Point annotation records:
****************************************
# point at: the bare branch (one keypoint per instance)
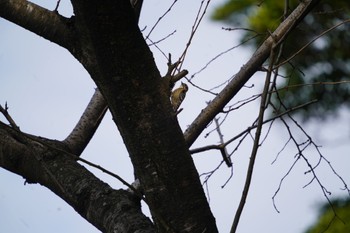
(223, 149)
(256, 145)
(254, 64)
(82, 133)
(6, 114)
(105, 208)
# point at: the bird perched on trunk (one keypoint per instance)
(178, 95)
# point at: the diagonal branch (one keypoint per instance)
(105, 208)
(246, 72)
(45, 23)
(86, 127)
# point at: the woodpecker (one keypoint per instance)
(178, 95)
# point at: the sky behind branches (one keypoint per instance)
(46, 91)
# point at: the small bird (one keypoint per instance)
(178, 95)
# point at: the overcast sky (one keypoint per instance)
(46, 90)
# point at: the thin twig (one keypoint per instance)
(256, 144)
(6, 114)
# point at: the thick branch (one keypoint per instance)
(85, 129)
(125, 72)
(45, 23)
(105, 208)
(246, 72)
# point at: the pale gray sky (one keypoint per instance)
(47, 89)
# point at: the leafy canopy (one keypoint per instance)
(321, 70)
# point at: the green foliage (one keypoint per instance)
(325, 63)
(333, 221)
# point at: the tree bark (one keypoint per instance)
(109, 44)
(45, 162)
(128, 78)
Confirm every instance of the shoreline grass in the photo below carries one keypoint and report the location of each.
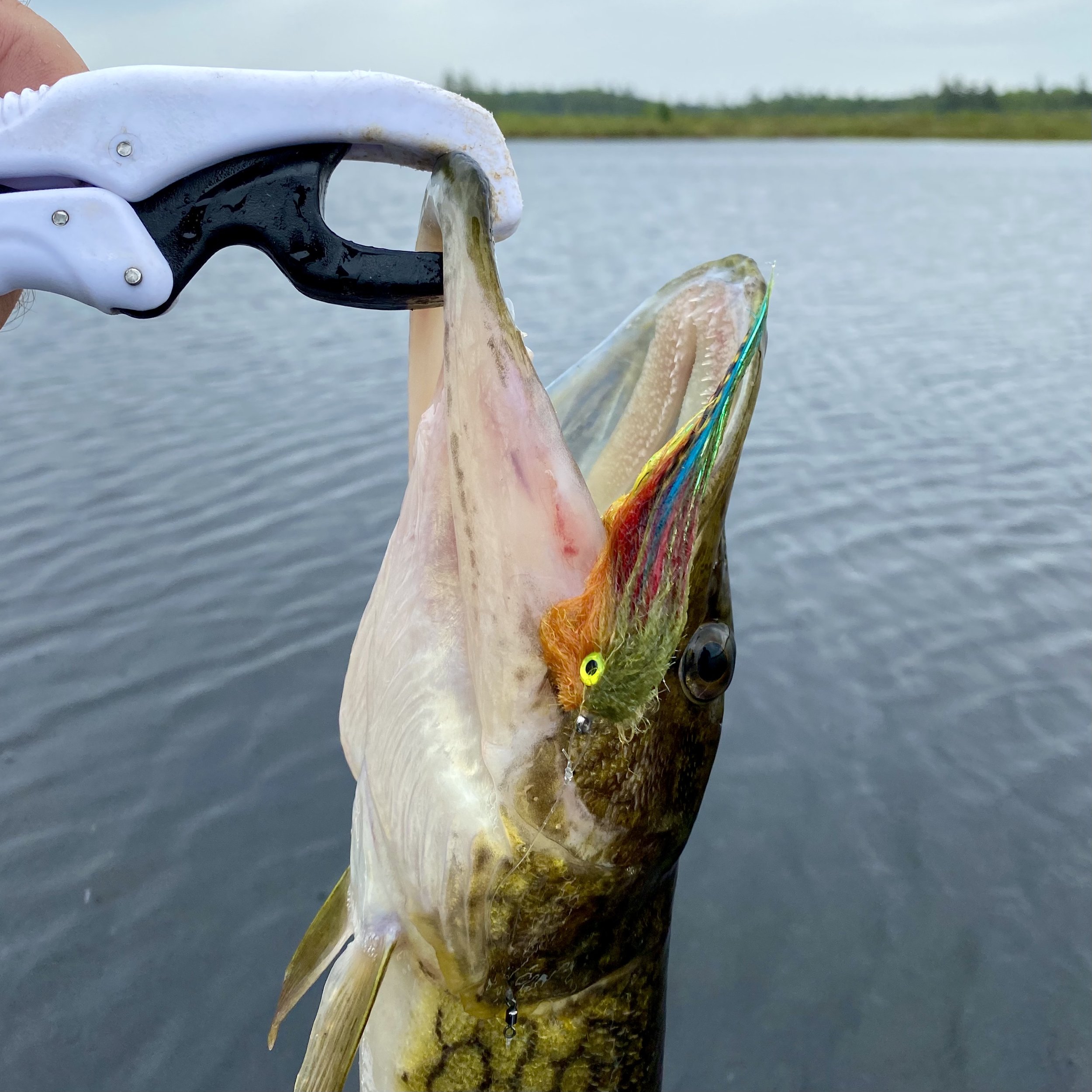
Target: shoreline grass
(958, 125)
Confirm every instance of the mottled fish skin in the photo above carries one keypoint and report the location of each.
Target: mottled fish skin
(514, 860)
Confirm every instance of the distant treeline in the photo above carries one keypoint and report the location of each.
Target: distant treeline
(956, 111)
(953, 97)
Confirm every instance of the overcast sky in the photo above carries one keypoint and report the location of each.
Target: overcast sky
(675, 49)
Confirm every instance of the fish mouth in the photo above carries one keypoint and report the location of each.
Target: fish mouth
(453, 718)
(657, 416)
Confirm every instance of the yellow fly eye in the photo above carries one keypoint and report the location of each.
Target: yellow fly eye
(591, 670)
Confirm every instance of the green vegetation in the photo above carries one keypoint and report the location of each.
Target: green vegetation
(956, 111)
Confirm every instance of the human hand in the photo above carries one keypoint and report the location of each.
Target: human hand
(32, 53)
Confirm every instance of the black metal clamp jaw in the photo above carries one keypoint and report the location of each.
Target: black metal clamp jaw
(273, 201)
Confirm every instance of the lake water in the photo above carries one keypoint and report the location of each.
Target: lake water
(890, 881)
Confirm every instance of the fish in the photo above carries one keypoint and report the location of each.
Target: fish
(536, 694)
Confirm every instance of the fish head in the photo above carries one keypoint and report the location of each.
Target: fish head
(536, 694)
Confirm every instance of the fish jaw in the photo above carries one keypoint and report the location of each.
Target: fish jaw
(527, 529)
(447, 695)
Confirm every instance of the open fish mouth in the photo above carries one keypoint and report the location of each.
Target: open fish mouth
(532, 702)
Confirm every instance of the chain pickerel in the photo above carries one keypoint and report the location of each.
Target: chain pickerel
(534, 697)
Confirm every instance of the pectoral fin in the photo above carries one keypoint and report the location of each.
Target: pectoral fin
(343, 1013)
(325, 937)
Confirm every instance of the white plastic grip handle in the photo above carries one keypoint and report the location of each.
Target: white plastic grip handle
(84, 243)
(135, 130)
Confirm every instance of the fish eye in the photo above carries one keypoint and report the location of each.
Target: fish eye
(591, 669)
(708, 662)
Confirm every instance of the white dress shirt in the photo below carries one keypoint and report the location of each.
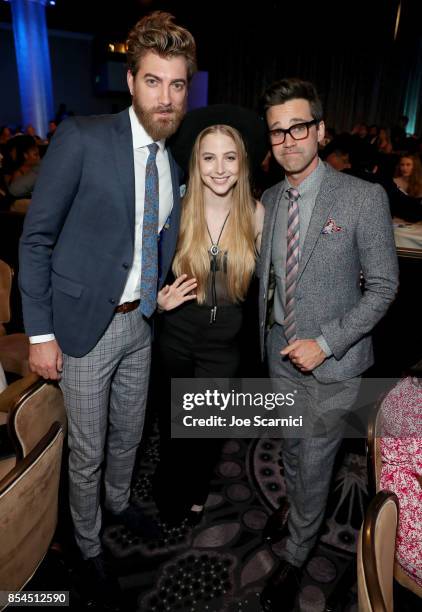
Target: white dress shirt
(140, 141)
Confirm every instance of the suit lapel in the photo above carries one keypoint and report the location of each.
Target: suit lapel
(324, 202)
(123, 153)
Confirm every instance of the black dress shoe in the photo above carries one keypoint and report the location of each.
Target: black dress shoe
(137, 522)
(276, 526)
(103, 589)
(282, 587)
(194, 518)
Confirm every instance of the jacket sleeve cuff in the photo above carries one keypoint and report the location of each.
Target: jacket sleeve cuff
(324, 346)
(42, 338)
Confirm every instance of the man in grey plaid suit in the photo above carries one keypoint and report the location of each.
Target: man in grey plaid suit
(89, 272)
(321, 230)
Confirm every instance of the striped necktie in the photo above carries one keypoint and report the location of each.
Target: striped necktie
(149, 273)
(292, 264)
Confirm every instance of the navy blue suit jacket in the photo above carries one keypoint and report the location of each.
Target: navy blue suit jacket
(77, 244)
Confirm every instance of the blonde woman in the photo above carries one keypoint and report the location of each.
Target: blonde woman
(219, 240)
(408, 176)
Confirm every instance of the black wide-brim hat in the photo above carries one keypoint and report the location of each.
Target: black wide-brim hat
(247, 122)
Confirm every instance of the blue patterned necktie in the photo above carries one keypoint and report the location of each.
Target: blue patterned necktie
(149, 273)
(292, 264)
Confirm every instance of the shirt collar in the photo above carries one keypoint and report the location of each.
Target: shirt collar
(312, 182)
(140, 137)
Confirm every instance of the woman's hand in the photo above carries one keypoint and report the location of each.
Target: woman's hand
(179, 292)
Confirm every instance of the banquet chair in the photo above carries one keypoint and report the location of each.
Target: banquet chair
(374, 465)
(32, 405)
(14, 348)
(409, 253)
(373, 449)
(28, 510)
(375, 555)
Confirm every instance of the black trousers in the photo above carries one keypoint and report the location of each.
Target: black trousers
(188, 346)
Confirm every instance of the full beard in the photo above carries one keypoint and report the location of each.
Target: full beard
(162, 127)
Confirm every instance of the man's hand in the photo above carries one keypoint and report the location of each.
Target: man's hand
(305, 354)
(176, 294)
(46, 359)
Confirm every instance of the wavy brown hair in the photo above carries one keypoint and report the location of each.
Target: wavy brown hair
(192, 257)
(158, 33)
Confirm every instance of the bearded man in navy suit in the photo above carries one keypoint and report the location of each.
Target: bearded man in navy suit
(90, 268)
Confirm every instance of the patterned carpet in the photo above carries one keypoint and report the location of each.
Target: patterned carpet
(221, 564)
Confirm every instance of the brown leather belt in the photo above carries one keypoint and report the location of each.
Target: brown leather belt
(127, 306)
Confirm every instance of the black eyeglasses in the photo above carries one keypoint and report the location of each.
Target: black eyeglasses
(299, 131)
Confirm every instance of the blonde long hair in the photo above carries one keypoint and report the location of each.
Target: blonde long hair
(192, 257)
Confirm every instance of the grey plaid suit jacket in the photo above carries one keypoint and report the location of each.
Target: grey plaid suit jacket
(329, 298)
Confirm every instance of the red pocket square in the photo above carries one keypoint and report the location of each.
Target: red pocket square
(331, 227)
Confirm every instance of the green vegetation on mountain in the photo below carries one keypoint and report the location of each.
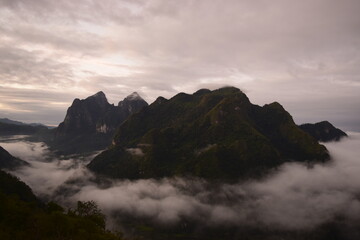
****************************************
**What you are asked to do**.
Locate every line in the records above that contains the word "wavy" and copy each of those lines. Case counts.

**The completed task**.
Confirm every instance of the wavy brown hair in the photo above carries one keypoint and report the location of each.
Target: wavy brown hair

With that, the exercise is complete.